Produce a verbatim transcription of the records below, beginning at the line containing "Every instance of the black helmet" and ending at the final line; include only those lines.

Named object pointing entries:
start
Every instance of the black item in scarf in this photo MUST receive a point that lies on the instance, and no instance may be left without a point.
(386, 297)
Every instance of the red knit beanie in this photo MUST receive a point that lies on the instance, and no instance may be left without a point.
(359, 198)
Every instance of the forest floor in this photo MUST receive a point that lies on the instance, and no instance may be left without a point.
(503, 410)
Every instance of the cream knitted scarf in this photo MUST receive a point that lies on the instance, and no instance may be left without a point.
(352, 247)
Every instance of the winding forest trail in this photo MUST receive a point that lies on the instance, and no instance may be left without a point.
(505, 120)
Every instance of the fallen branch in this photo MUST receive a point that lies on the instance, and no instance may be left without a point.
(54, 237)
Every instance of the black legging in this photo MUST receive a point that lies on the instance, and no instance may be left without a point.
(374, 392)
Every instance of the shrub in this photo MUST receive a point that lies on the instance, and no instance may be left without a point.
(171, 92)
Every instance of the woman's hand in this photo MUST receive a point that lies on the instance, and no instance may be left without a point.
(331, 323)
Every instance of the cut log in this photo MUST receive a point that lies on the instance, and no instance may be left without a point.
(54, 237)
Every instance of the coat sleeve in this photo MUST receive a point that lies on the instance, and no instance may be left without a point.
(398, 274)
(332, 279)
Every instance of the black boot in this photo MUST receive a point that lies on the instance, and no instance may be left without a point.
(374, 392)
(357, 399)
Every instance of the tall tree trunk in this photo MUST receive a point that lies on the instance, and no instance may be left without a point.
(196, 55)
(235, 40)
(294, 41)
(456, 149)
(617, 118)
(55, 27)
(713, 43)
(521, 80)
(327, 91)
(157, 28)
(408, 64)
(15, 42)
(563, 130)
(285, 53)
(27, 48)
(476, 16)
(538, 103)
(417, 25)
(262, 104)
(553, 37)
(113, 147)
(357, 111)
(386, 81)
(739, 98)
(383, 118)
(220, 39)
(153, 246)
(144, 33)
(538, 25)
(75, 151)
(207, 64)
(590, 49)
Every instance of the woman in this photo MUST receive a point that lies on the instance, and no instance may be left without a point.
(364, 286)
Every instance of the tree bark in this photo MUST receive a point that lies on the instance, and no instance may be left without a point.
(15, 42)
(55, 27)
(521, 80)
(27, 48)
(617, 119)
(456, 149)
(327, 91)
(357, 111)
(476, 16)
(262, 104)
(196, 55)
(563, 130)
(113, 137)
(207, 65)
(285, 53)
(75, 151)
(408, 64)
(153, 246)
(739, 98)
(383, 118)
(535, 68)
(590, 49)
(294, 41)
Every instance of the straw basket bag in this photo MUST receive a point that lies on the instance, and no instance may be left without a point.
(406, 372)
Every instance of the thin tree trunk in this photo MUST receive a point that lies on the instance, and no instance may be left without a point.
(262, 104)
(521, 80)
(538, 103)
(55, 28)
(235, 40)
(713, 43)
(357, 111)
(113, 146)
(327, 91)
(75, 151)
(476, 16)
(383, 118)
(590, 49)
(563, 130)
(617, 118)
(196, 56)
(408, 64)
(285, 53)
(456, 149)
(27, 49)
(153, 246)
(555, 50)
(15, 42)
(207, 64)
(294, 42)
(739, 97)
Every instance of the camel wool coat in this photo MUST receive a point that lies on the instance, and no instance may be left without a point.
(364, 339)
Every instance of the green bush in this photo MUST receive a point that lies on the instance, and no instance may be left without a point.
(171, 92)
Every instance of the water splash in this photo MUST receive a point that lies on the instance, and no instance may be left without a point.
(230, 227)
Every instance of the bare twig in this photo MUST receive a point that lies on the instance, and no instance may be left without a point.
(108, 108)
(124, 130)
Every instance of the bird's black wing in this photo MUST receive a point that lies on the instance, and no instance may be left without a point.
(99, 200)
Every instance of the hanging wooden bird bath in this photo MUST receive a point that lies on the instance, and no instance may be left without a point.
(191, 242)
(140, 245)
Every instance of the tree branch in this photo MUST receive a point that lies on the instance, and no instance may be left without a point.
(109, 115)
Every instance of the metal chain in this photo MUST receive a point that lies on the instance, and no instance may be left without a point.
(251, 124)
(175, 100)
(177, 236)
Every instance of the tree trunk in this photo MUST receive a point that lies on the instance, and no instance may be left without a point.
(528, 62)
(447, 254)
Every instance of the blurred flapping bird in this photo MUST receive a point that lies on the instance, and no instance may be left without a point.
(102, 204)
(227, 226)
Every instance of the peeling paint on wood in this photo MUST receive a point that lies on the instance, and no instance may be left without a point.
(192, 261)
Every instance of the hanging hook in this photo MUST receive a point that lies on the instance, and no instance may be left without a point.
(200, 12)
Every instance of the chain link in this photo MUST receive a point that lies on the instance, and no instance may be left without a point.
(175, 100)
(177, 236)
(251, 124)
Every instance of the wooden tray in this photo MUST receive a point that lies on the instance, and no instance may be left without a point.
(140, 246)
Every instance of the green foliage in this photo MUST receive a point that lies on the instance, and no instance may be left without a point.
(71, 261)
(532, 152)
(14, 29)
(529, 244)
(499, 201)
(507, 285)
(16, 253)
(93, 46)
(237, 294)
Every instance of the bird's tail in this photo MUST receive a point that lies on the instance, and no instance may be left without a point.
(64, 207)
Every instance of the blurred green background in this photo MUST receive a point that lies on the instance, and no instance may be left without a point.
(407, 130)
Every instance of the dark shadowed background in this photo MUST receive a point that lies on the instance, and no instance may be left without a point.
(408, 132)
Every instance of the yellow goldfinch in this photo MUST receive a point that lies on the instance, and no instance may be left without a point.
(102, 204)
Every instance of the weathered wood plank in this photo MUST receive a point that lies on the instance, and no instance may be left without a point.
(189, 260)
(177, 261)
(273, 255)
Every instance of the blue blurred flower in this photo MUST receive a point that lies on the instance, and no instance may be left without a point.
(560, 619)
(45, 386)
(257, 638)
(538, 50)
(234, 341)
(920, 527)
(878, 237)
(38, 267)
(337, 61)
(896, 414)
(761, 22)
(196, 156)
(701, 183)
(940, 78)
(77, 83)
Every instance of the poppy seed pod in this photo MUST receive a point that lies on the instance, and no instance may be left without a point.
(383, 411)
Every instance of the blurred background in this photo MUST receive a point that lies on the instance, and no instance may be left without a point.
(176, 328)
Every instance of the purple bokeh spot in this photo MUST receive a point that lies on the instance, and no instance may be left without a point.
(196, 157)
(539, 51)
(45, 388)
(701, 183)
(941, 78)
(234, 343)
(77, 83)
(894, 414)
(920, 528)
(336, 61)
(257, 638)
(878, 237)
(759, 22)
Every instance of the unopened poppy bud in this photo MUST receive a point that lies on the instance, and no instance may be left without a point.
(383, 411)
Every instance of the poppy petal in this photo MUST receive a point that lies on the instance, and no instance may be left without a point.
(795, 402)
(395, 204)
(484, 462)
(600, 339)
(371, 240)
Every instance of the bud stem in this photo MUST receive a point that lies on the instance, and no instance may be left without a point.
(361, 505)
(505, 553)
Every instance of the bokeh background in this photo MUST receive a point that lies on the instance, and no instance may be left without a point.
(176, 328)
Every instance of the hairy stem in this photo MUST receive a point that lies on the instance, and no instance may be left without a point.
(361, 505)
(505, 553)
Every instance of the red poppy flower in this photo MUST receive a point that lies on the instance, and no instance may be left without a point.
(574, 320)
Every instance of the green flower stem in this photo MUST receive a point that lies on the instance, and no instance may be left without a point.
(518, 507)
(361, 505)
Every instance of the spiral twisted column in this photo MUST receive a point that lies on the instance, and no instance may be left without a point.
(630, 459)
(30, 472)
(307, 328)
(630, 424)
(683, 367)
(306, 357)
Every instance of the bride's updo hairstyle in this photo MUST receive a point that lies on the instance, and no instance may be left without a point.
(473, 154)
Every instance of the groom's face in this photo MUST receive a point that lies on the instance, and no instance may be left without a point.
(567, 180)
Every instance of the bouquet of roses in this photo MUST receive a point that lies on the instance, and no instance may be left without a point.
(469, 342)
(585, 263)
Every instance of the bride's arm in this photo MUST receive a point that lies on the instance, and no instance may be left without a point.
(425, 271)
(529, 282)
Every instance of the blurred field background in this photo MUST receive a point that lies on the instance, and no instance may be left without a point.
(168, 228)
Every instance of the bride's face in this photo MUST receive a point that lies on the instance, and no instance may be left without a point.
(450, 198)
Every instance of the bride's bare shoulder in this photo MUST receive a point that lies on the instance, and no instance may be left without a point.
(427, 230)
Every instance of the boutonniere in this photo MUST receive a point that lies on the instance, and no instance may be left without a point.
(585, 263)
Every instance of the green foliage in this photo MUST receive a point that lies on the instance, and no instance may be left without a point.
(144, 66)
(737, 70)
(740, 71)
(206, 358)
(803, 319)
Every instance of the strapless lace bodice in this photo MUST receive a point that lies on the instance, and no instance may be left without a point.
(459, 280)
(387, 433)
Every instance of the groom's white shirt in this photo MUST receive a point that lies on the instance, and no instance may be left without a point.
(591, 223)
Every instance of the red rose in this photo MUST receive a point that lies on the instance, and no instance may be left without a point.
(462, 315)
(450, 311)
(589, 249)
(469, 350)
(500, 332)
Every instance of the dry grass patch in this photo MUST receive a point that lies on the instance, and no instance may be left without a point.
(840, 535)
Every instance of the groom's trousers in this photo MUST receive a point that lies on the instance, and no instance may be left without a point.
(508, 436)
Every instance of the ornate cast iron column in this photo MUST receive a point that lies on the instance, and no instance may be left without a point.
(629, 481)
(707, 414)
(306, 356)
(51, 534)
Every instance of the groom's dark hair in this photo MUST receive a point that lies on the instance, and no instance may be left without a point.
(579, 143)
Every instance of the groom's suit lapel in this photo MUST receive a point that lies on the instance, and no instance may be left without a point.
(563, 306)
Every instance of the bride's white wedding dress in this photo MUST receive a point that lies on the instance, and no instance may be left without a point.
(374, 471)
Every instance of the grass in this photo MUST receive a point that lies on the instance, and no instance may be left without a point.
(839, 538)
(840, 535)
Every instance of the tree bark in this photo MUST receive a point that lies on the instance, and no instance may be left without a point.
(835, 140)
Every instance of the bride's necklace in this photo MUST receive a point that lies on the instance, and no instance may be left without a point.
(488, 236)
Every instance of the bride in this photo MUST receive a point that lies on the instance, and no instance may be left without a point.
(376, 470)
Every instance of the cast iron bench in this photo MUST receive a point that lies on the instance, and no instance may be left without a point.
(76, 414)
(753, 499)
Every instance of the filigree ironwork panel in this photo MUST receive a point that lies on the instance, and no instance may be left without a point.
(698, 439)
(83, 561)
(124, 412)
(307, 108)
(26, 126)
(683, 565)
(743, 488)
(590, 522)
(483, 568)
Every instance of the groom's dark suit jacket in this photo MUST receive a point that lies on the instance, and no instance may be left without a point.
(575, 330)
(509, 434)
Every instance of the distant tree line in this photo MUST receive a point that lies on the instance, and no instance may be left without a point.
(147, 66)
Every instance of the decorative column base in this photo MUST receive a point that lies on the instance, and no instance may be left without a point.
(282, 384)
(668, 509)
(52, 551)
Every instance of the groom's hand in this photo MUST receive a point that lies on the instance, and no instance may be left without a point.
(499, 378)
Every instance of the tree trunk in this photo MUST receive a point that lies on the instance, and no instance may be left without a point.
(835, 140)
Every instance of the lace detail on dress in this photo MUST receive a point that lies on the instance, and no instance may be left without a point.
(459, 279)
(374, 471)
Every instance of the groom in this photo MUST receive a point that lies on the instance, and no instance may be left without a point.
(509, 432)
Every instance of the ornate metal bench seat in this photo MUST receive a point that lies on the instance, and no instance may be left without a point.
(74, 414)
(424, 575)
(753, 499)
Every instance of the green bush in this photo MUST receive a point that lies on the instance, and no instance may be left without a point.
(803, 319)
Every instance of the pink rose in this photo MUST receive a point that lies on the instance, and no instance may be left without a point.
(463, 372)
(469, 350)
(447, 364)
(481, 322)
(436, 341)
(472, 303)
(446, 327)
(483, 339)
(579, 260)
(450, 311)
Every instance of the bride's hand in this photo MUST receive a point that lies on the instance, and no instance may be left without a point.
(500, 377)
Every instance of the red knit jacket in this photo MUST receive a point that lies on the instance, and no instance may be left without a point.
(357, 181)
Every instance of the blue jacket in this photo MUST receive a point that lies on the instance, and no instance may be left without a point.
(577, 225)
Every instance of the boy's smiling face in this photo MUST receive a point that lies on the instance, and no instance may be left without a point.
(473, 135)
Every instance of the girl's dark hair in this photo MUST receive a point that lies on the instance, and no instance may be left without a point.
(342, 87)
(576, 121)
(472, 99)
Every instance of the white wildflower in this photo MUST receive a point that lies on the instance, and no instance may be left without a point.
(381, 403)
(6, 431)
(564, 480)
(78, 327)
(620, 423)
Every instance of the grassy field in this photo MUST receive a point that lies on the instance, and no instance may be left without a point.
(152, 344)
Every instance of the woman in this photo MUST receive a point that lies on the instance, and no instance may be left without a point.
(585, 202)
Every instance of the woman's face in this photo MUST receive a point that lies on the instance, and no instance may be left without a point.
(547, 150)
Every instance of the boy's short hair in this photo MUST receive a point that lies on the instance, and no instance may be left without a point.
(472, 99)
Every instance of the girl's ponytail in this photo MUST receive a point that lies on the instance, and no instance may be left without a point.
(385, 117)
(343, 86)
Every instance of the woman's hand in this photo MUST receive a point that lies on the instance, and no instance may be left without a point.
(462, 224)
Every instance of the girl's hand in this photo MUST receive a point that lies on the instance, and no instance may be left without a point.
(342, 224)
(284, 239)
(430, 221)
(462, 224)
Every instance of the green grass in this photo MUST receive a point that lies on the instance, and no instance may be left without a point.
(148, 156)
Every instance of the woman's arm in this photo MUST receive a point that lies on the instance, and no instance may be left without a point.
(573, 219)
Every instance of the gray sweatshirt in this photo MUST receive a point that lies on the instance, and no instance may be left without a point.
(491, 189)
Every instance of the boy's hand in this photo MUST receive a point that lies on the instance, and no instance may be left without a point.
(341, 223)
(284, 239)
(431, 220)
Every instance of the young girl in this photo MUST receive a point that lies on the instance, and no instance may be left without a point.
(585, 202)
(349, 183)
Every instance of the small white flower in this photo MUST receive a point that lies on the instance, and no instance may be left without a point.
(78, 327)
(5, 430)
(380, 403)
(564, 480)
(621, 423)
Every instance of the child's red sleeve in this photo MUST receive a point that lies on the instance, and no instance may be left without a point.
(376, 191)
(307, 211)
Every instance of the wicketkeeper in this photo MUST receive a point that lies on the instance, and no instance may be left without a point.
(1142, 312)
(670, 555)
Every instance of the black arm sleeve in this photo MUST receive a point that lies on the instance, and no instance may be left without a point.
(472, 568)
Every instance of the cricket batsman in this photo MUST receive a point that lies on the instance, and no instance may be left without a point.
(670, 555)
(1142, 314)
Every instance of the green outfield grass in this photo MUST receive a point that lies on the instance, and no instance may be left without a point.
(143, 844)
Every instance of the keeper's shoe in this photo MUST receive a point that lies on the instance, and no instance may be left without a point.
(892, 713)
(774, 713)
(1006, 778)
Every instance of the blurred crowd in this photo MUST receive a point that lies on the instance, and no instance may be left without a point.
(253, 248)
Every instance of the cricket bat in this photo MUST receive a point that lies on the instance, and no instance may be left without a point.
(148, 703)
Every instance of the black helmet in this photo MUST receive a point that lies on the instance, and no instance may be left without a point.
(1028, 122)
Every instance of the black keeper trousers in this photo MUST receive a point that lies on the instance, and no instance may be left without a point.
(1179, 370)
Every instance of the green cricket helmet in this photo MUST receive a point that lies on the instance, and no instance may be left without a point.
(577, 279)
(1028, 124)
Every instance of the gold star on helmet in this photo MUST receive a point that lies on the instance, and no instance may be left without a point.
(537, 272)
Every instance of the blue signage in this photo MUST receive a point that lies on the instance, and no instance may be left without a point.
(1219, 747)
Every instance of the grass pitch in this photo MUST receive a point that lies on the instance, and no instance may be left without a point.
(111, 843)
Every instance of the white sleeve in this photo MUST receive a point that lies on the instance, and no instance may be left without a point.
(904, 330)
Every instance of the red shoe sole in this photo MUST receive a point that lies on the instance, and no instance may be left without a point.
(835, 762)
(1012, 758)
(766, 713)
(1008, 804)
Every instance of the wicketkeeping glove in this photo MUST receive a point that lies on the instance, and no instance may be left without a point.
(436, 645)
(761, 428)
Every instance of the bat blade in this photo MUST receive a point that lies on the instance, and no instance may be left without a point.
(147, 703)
end
__Solution for this exercise__:
Every instance of the black helmet in this photo MUST receive a point that lies on the instance, and no instance may be left without a point.
(1028, 122)
Every instance of the black keeper trousers in this photo MUST receive a point that lies on the instance, and no instance may be left without a point.
(1179, 370)
Every instance of the green cricket helmet in this photo MUST receive a point that lies on the instance, and no instance may be left without a point.
(577, 279)
(1028, 124)
Every instance of the gold star on helmet in this photo MUST receive a point that lies on the instance, and no instance may be left without a point.
(537, 272)
Every instance of the blue signage in this photo MUST receive a point that lies on the instance, and no instance may be left without a point.
(1219, 747)
Every instance of the grass pitch in this photo MUST receive a point that lies on the instance, and no instance may be left without a point.
(111, 843)
Every instance of the white sleeve in this photo MUST receive a point that lies on the instance, and no instance may be left without a point.
(904, 330)
Every instance of the red shoe sole in this photo MUST receive a point that lies on the instance, and no instance may be left without a point.
(835, 762)
(1012, 758)
(766, 713)
(1008, 804)
Every instance of the wicketkeeping glove in this photo MUST receive a point that lies on the instance, and no instance may be left without a point.
(436, 645)
(761, 428)
Every instance of the bat blade in this photo MUST receive a point that lies on the instance, and no instance may be left without a point.
(147, 703)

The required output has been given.